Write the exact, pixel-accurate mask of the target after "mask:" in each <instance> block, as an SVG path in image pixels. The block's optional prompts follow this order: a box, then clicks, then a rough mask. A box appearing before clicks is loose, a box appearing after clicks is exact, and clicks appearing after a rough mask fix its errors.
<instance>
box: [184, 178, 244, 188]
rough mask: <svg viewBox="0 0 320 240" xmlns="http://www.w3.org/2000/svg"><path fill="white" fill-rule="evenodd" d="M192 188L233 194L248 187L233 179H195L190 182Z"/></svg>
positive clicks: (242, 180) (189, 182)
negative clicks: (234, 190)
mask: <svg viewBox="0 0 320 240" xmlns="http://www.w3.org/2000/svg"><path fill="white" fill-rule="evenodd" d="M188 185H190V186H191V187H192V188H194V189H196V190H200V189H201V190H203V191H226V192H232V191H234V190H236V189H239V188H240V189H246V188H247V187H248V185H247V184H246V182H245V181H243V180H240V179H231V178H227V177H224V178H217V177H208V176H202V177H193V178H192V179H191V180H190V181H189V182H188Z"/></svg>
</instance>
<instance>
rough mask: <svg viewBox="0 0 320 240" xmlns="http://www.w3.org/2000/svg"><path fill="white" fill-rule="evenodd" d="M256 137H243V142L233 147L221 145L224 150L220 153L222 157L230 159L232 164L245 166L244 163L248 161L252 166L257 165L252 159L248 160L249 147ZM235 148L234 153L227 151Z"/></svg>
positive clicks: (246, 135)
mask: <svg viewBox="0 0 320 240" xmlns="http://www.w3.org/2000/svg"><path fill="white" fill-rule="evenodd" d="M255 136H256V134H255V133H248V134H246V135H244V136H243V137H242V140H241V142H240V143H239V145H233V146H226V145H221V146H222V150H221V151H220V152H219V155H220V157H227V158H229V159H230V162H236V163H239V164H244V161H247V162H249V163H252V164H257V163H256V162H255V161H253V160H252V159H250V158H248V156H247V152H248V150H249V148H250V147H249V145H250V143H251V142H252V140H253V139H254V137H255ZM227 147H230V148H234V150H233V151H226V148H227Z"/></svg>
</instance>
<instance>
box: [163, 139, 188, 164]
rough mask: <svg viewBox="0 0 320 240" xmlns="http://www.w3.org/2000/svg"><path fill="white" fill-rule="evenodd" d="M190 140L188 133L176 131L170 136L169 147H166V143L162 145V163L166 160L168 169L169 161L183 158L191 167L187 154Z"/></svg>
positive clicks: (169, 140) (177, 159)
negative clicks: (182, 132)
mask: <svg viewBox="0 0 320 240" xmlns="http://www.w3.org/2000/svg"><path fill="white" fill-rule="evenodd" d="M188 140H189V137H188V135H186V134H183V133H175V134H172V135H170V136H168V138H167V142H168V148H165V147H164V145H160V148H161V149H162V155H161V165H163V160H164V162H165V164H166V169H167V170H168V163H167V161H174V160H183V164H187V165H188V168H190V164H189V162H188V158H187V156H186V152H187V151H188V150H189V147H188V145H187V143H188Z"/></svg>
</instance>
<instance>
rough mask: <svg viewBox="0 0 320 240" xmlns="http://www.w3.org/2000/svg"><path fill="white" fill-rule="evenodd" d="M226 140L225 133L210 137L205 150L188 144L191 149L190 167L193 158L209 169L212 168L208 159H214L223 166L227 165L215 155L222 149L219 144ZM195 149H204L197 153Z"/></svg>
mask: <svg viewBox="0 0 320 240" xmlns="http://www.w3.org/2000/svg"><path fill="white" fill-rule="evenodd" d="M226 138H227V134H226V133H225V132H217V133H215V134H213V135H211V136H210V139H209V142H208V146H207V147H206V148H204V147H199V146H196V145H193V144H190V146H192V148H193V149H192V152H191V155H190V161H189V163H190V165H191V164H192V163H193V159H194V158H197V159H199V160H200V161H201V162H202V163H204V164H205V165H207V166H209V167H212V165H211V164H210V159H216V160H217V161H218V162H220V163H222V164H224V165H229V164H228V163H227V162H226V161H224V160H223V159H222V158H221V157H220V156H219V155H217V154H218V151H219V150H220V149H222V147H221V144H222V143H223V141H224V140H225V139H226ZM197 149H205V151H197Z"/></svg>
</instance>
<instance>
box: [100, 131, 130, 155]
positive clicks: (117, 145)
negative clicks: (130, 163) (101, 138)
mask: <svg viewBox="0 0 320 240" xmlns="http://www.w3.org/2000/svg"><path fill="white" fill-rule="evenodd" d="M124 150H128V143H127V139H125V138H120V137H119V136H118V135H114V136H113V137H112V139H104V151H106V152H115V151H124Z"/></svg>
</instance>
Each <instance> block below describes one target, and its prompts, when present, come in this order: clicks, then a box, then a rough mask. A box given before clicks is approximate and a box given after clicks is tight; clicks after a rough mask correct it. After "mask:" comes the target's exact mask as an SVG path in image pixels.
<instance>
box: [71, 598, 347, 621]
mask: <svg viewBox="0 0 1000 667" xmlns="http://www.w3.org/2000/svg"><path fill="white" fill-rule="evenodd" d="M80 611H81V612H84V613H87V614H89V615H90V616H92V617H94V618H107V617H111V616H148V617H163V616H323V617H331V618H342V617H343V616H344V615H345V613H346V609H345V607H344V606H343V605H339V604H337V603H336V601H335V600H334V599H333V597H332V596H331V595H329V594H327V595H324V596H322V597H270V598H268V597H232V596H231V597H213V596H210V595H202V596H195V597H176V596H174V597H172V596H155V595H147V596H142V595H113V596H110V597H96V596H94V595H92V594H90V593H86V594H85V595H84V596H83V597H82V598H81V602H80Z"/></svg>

Task goal:
Put every line of the entries above into a numbered list, leaving out any blank lines.

Answer area:
1. Write the exact, pixel-accurate mask of the target after "mask:" in each <instance> block, as an SVG path in image pixels. The block's optional prompts follow this order: a box, then clicks, then a rough mask. A box appearing before clicks is loose, a box appearing after clicks is exact, and clicks appearing after a rough mask fix its errors.
2. <instance>
3. box: [184, 178, 244, 188]
4. rough mask: <svg viewBox="0 0 320 240" xmlns="http://www.w3.org/2000/svg"><path fill="white" fill-rule="evenodd" d="M192 188L233 194L248 187L233 179H195L190 182Z"/></svg>
5. positive clicks: (242, 180) (189, 182)
6. negative clicks: (234, 190)
7. mask: <svg viewBox="0 0 320 240" xmlns="http://www.w3.org/2000/svg"><path fill="white" fill-rule="evenodd" d="M188 185H190V186H191V187H192V188H194V189H196V190H200V189H201V190H203V191H226V192H232V191H234V190H236V189H239V188H240V189H246V188H247V187H248V185H247V184H246V182H245V181H243V180H240V179H231V178H227V177H224V178H217V177H208V176H202V177H193V178H192V179H191V180H190V181H189V182H188Z"/></svg>
8. </instance>
9. <instance>
10. rough mask: <svg viewBox="0 0 320 240" xmlns="http://www.w3.org/2000/svg"><path fill="white" fill-rule="evenodd" d="M256 137H243V142L233 147L221 145L224 150L220 153L222 157L230 159L232 164L245 166L244 163L248 161L252 166L257 165L252 159L248 160L249 147ZM235 148L234 153L227 151Z"/></svg>
11. positive clicks: (246, 135)
12. mask: <svg viewBox="0 0 320 240" xmlns="http://www.w3.org/2000/svg"><path fill="white" fill-rule="evenodd" d="M255 136H256V134H255V133H248V134H246V135H244V136H243V137H242V140H241V142H240V143H239V145H233V146H226V145H221V146H222V150H221V151H220V152H219V155H220V157H227V158H229V159H230V162H236V163H239V164H244V161H247V162H249V163H252V164H257V163H256V162H255V161H253V160H252V159H250V158H248V156H247V152H248V150H249V148H250V147H249V145H250V143H251V142H252V140H253V139H254V137H255ZM227 147H230V148H234V150H233V151H226V148H227Z"/></svg>
13. </instance>
14. <instance>
15. box: [163, 139, 188, 164]
16. rough mask: <svg viewBox="0 0 320 240" xmlns="http://www.w3.org/2000/svg"><path fill="white" fill-rule="evenodd" d="M190 140L188 133L176 131L170 136L169 147H166V143L162 145V163L166 160L168 169L169 161L183 158L191 167L187 154Z"/></svg>
17. positive clicks: (169, 140) (177, 159)
18. negative clicks: (182, 132)
19. mask: <svg viewBox="0 0 320 240" xmlns="http://www.w3.org/2000/svg"><path fill="white" fill-rule="evenodd" d="M188 140H189V137H188V135H186V134H183V133H175V134H172V135H170V136H168V138H167V142H168V148H165V147H164V145H160V148H161V149H162V155H161V165H163V160H164V162H165V164H166V169H167V170H168V163H167V161H174V160H183V164H187V165H188V168H190V164H189V162H188V158H187V156H186V152H187V151H188V150H189V147H188V145H187V143H188Z"/></svg>
20. </instance>
21. <instance>
22. rough mask: <svg viewBox="0 0 320 240" xmlns="http://www.w3.org/2000/svg"><path fill="white" fill-rule="evenodd" d="M226 140L225 133L210 137L205 150L188 144L191 149L190 167L193 158L209 169L212 168L208 159H214L223 166L227 165L215 155L222 149L219 144ZM195 149H204L197 153Z"/></svg>
23. mask: <svg viewBox="0 0 320 240" xmlns="http://www.w3.org/2000/svg"><path fill="white" fill-rule="evenodd" d="M226 138H227V134H226V133H225V132H217V133H215V134H213V135H211V136H210V139H209V142H208V146H207V147H206V148H204V147H199V146H196V145H193V144H190V146H192V148H193V149H192V152H191V155H190V161H189V163H190V165H191V164H192V163H193V159H194V158H197V159H199V160H200V161H201V162H202V163H204V164H205V165H207V166H209V167H212V165H211V164H210V159H216V160H217V161H218V162H220V163H222V164H224V165H229V164H228V163H227V162H226V161H224V160H223V159H222V158H221V157H220V156H219V155H217V154H218V151H219V150H220V149H222V147H221V144H222V143H223V141H224V140H225V139H226ZM197 149H205V151H197Z"/></svg>
24. </instance>
25. <instance>
26. box: [100, 131, 130, 155]
27. positive clicks: (117, 145)
28. negative clicks: (130, 163) (101, 138)
29. mask: <svg viewBox="0 0 320 240" xmlns="http://www.w3.org/2000/svg"><path fill="white" fill-rule="evenodd" d="M124 150H128V143H127V139H125V138H120V137H119V136H118V135H114V136H113V137H112V139H104V151H106V152H115V151H124Z"/></svg>
30. </instance>
31. Each <instance> block below describes one target, and its prompts, when present, come in this order: clicks, then a box, then a rough mask. A box given before clicks is approximate and a box given after clicks is tight; clicks after a rough mask correct it. After "mask:" comes the target's exact mask as an SVG path in image pixels.
32. <instance>
33. box: [71, 598, 347, 621]
34. mask: <svg viewBox="0 0 1000 667" xmlns="http://www.w3.org/2000/svg"><path fill="white" fill-rule="evenodd" d="M80 611H81V612H84V613H87V614H89V615H90V616H92V617H94V618H107V617H111V616H148V617H163V616H323V617H331V618H342V617H343V616H344V615H345V613H346V609H345V607H344V606H343V605H339V604H337V603H336V601H335V600H334V599H333V597H332V596H331V595H329V594H327V595H324V596H322V597H270V598H268V597H232V596H231V597H213V596H210V595H202V596H195V597H176V596H174V597H172V596H155V595H147V596H142V595H113V596H110V597H96V596H94V595H92V594H90V593H86V594H85V595H84V596H83V597H82V598H81V602H80Z"/></svg>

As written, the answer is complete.